Dataset rows on where objects appear:
----

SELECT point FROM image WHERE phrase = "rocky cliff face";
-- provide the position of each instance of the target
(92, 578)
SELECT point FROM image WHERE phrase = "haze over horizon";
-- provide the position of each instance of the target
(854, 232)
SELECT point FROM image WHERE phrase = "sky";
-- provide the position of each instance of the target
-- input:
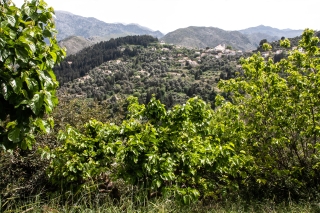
(169, 15)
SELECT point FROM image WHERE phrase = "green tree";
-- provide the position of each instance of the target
(279, 105)
(27, 82)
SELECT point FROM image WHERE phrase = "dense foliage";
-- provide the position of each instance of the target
(27, 81)
(76, 66)
(173, 74)
(263, 143)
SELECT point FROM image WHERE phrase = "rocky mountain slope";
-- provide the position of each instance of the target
(69, 24)
(201, 37)
(288, 33)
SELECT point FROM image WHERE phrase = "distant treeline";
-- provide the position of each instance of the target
(75, 66)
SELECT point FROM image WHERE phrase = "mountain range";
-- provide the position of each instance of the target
(76, 32)
(69, 24)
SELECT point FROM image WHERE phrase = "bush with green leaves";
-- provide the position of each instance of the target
(155, 149)
(27, 82)
(262, 143)
(279, 104)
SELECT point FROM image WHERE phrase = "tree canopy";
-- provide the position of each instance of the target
(28, 52)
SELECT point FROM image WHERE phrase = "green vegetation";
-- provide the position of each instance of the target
(253, 146)
(27, 81)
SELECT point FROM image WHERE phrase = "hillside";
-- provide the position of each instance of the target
(74, 44)
(201, 37)
(173, 74)
(69, 24)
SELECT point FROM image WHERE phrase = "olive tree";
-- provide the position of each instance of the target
(28, 52)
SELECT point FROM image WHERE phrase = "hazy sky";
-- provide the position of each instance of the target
(169, 15)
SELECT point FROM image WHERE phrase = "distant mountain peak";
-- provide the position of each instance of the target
(69, 24)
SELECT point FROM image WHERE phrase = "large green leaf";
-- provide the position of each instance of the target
(11, 20)
(36, 103)
(14, 135)
(16, 84)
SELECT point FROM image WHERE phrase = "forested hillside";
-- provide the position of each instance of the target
(173, 74)
(137, 125)
(76, 66)
(69, 24)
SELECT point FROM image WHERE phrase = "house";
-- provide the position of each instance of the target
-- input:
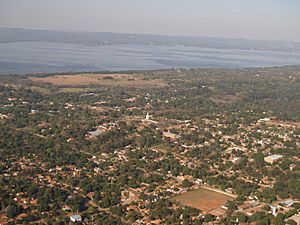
(76, 218)
(170, 135)
(273, 158)
(287, 202)
(94, 134)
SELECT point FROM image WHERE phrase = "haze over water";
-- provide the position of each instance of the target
(32, 57)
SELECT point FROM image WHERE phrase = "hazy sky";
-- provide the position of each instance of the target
(259, 19)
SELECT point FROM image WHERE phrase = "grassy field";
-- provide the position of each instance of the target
(203, 199)
(125, 80)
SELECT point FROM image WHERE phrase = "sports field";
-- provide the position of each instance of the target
(204, 199)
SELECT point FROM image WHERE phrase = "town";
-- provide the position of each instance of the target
(178, 146)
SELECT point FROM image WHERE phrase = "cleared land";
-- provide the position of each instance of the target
(207, 201)
(125, 80)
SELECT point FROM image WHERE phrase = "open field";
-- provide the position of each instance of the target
(125, 80)
(207, 201)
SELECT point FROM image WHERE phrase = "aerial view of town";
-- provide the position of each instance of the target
(180, 146)
(161, 112)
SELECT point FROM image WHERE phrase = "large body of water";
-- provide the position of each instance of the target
(35, 57)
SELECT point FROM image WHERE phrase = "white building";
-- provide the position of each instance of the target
(76, 218)
(273, 158)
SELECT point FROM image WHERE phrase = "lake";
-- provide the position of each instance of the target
(35, 57)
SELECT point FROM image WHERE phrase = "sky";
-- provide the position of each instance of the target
(252, 19)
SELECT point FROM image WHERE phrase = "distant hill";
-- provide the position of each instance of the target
(101, 38)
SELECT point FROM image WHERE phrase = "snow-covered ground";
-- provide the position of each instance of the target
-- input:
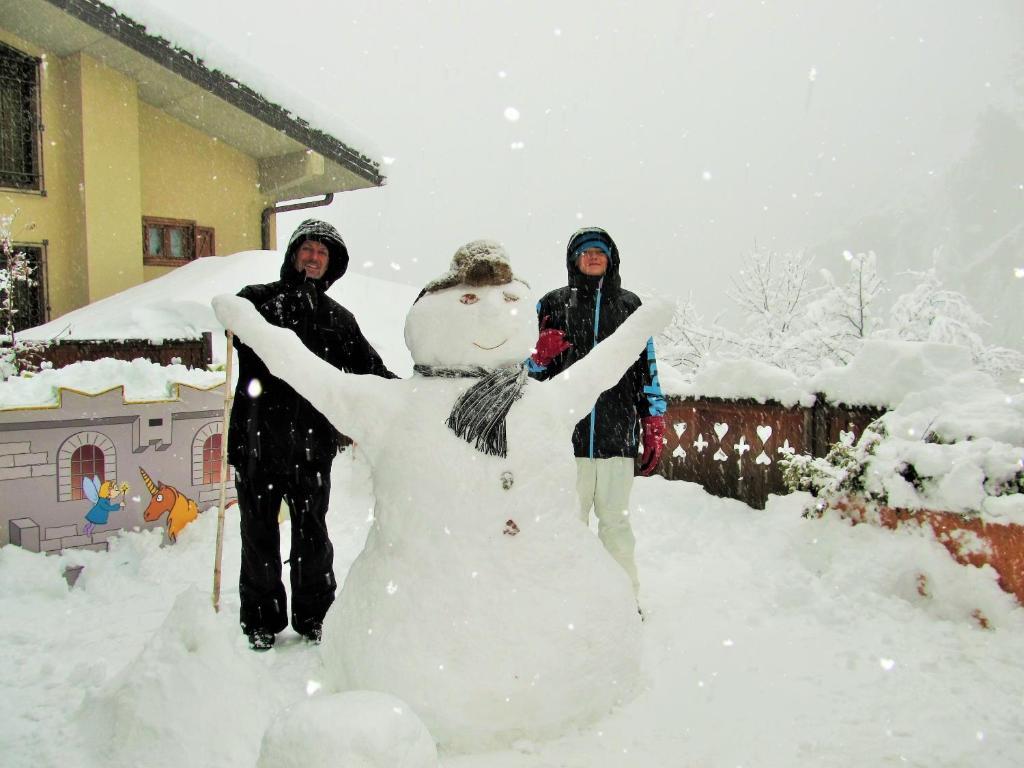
(770, 640)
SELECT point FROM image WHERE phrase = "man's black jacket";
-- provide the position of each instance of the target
(272, 428)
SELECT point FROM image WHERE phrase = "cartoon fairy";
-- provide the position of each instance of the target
(101, 495)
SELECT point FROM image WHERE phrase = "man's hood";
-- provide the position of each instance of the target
(322, 232)
(578, 279)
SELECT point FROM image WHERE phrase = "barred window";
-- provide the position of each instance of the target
(174, 242)
(19, 121)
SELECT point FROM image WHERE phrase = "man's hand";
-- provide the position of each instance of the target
(288, 309)
(550, 344)
(653, 443)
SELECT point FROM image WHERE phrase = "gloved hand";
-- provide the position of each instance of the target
(653, 443)
(550, 344)
(289, 309)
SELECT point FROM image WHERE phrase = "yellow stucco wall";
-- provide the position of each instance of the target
(108, 160)
(113, 179)
(187, 174)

----

* What the task asks:
Leave out the pictures and restate everything else word for word.

* Answer to this problem:
SELECT point FROM image WHERE phrase = "rocky cliff face";
-- provide the position of each instance of the target
(92, 578)
SELECT point FROM image WHERE phrase = "haze over horizon";
-- provide the position of each instance of the target
(854, 232)
SELECT point FROM image WHERE phrase = "sky";
-- provide the position of each instance of the target
-- input:
(169, 15)
SELECT point FROM image WHERE phrase = "green tree";
-- provide the position of each instance of the target
(279, 105)
(27, 82)
SELECT point FROM image WHERE phrase = "dense foliage";
-- provide the position of each instance of the target
(27, 81)
(76, 66)
(173, 74)
(263, 143)
SELECT point FROM image WHERE phrase = "rocky mountain slope";
-- provide the position of each instance of the target
(69, 24)
(201, 37)
(288, 33)
SELECT point FROM image WHERE phrase = "distant treeline";
-- provide the position of each instance of the target
(75, 66)
SELECT point FROM image WHERE phrase = "mountain range";
-- provide the position of each instance of the target
(76, 32)
(69, 24)
SELECT point FROM image WHERE phrase = "bush with green leaves";
-- provide the position of each instance of the target
(155, 149)
(27, 82)
(262, 143)
(279, 104)
SELECT point FROM image WHERE phrase = "tree canopy";
-- provide the position of each instance of the target
(28, 52)
SELECT point FROM image WHERE phrase = "green vegetation";
-- provide the position of each instance of the target
(253, 146)
(27, 81)
SELECT point FROM image WHERE phrase = "hillside";
-- provide the position of each instance of the target
(74, 44)
(201, 37)
(173, 74)
(69, 24)
SELECT point FROM image WHERE phrase = "olive tree";
-- provide the position of each instance of the target
(28, 52)
SELECT point FROM image WHERE phrase = "hazy sky";
-- provide the position of each instance of the target
(169, 15)
SELECT point FROM image WHERE phrase = "distant mountain peak";
-- provide the position of each instance of the target
(69, 24)
SELECT point FROM image WHERE phrase = "large green leaf";
-- provide the position of each instance of the target
(11, 20)
(36, 103)
(14, 135)
(16, 84)
SELECT point FROM image WHERE phrase = "forested hillside";
-- provide the position of each instance of the target
(173, 74)
(137, 125)
(76, 66)
(69, 24)
SELECT point FROM image WHERE phrase = "house";
-- provide the position of each instance of the target
-- input:
(76, 218)
(170, 135)
(273, 158)
(287, 202)
(94, 134)
SELECT point FROM image WHERE phrase = "haze over water";
-- provide the position of each instance of the target
(32, 57)
SELECT point FROM image WHERE phrase = "hazy sky";
-- provide the position of each instance of the target
(259, 19)
SELECT point FROM image WHERE phrase = "grassy field";
-- provide the position of each instance of the target
(203, 199)
(125, 80)
SELECT point FROM image WHERE phrase = "sports field";
-- provide the position of each instance of the target
(204, 199)
SELECT point FROM image WHERE phrase = "town";
-- provide the position of each instance of the target
(178, 146)
SELECT point FROM image WHERE phrase = "cleared land";
-- provide the position of each instance of the target
(207, 201)
(125, 80)
SELECT point FROM image WHERE phrase = "open field";
-- provide the position of each instance of the target
(125, 80)
(207, 201)
SELECT point FROM image WHERE phrase = "aerial view of town";
-- provide the position of each instance of the target
(180, 146)
(161, 112)
SELECT point FROM image WHERE phrase = "large body of water";
-- provide the position of each instance of the target
(35, 57)
SELECT point FROM image WHERE phrase = "white building";
-- provide the position of each instance of the target
(76, 218)
(273, 158)
SELECT point FROM image WHERE phrase = "lake";
-- provide the position of each instance of the target
(35, 57)
SELECT point FROM image WHERE phrase = "sky";
-- provide the position of each instance of the target
(252, 19)
SELECT point FROM image WHERE phrase = "distant hill";
-- provide the position of each instance of the target
(101, 38)
SELECT point FROM image WHERE phrase = "snow-covered ground";
-- provide the position of each instance of the target
-- input:
(770, 640)
SELECT point FROM image WHERE phrase = "man's black jacket";
-- provide the position of each instance of the target
(272, 428)
SELECT point FROM image WHERE phrase = "cartoon fairy";
-- provide the position of each instance of the target
(101, 495)
SELECT point FROM image WHERE phrase = "man's hood";
-- provide the position of each instance of the target
(322, 232)
(578, 279)
SELECT point FROM image WHERE phrase = "barred window";
-- provide the position of each instance of the target
(174, 242)
(19, 121)
SELECT point FROM image WHERE phrase = "man's hand";
-- provide the position of each instance of the target
(288, 309)
(550, 344)
(653, 443)
SELECT point FROM image WHERE phrase = "gloved hand";
-- provide the position of each instance of the target
(653, 443)
(550, 344)
(289, 309)
SELECT point FROM image WHERE phrase = "yellow stucco wall";
-- provide the position of each instance of the target
(108, 160)
(113, 179)
(187, 174)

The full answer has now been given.